6 common product drop challenges & how to overcome them with Queue-it
Major retail brands are embracing the product drop model for its capacity to create hype and drive sales. But these brands are quickly learning product drops aren’t as simple as ordinary sales. Website crashes, overselling, bot attacks, problems of fairness—the uncontrolled traffic drops attract pose problems ecommerce stores aren’t used to. Discover the 6 common product drop challenges major retailers face and how taking control of web traffic can help you overcome them.
Product drops and brand collaborations have exploded onto the ecommerce scene. Nike, GAP, Prada, Target, Levi’s—everyone’s doing them.
While the product drop model is a proven strategy for building buzz, incentivizing loyalty program sign-ups, and boosting sales, it brings with it a challenge most retail sites just aren’t built to handle: massive, uncontrolled web traffic.
Crashes. Costs. Customer complaints. If you can’t control your web traffic, your product drop dream can quickly turn into a nightmare—for both your customers and your company.
From over a decade working on high-demand, low-supply sales and drops from brands like the North Face, Rapha, SNIPES, Fenty Beauty, and Ticketmaster, we’ve learned a lot about how to pull off high-heat events successfully.
In this article, we draw on these insights and showcase stories from some of the biggest product drops out there to outline the key challenges drops pose and how taking control of web traffic is the secret to overcoming them.
6 common product drop challenges:
- Website overload
- Overselling
- Bots & abuse
- Fair product allocation
- Exclusive & early access
- Cross-selling & leveraging hype
RELATED: Everything You Need to Know About Product Drops: Strategies, Benefits & Examples
Product drops are a recipe for hype and high traffic. Don’t believe us? Just look at the dozens of major websites that have crashed from the demand for their drops.
GAP, Gucci, Walmart, Target, Nike, Jacquemus, SKIMS—even Hyundai’s site crashed when they dabbled with the product drop model for their limited-quantity electric vehicles.
Product drops and brand collabs have become such a major trend precisely because they work so well to create hype and buzz. Customers rush to websites in droves because they know quantities are limited. They know the product will sell out. They know it might be their only chance to get it.
This all sounds great. But if you’re unprepared—like the many sites above were—the web traffic spikes these drops attract will bring your site crashing down.
Website crashes create enormous costs, with crashes during drops:
- Harming sales: customers can’t check out on a website that doesn’t work
- Draining resources: IT teams work frantically to restore the site, while customer service and marketing teams work on crisis management
- Damaging reputation: customers turn to social media to complain and journalists quickly write hit pieces about your botched drop
- Threatening relationships: your failure reflects poorly on your collaborators, who question whether you’re the right brand to work with
"Downtime of even one to two seconds can be very costly. When you multiply that by 60,000-100,000 people, that adds up. Whenever anyone else is involved as well, influencers or another brand, we don't want to affect how their audiences view them."

> **DIRECTIVE**:
Carry on the product drop challenges article from the point where it stops.

> **PROVIDED DATA**:
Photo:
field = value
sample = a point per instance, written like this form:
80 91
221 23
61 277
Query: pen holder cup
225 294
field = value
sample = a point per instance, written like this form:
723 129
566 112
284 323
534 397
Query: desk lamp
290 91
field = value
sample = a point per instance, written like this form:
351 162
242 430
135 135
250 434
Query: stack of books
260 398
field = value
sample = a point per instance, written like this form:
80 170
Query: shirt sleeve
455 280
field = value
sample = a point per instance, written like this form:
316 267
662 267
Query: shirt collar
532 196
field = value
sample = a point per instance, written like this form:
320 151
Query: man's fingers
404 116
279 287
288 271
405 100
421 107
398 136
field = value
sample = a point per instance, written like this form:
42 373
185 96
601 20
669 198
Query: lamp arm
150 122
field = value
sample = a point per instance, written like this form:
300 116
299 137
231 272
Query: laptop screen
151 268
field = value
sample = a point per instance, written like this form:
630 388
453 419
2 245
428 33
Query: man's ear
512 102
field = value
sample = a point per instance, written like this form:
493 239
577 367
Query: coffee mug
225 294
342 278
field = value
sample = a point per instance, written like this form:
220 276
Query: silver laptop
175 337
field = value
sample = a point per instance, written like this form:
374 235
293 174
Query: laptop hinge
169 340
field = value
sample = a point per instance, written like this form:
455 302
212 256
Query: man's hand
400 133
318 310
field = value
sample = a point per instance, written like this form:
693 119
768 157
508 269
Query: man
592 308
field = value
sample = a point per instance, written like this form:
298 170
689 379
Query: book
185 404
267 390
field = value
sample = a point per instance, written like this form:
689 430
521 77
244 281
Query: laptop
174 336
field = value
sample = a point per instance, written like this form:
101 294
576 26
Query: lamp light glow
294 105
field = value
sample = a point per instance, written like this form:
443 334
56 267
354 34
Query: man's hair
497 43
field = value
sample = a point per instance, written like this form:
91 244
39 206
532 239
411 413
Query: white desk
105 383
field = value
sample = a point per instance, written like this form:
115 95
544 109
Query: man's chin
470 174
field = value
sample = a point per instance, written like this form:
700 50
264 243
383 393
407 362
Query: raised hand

> **OUTPUT FOR THIS TASK**:
ALEX WAKIM, DIRECTOR OF OPERATIONS & BUSINESS DEVELOPMENT
The problem for most retailers entering the product drop space is that their websites just aren’t built for the sudden traffic spikes drops create. Unless you’re a brand that operates almost entirely on a product drop model—like Supreme or Palace—it’s just not efficient or cost-effective to design your systems in this way.
RELATED: Why Websites Crash Due to High Traffic & How to Prevent it
When cycling apparel brand Rapha was preparing for a drop with a major streetwear brand, for example, they were shocked to hear the sheer volume of the traffic their collaborators usually saw. Tristan Watson, Rapha’s Engineering Manager, told us:
“Our partner only releases using this product drop method. Their whole technology stack is built around selling out—fast. In our first meeting, they disclosed they had seen 100,000 requests every few minutes. Unlike the partner, we work in a more traditional sales model, meaning our infrastructure isn’t designed to deal with the compressed traffic spikes you get during a ‘hyped’ drop.”
That’s why, rather than re-architecting their systems for the hyped drop, Rapha used Queue-it’s virtual waiting room to take control of their traffic and handle demand.
A virtual waiting room lets you control the flow of online traffic to your website or mobile app. Rather than letting 10,000 people onto your site all at once, it automatically redirects visitors who hit your site or product page to a fully customizable online queue that sits off your infrastructure.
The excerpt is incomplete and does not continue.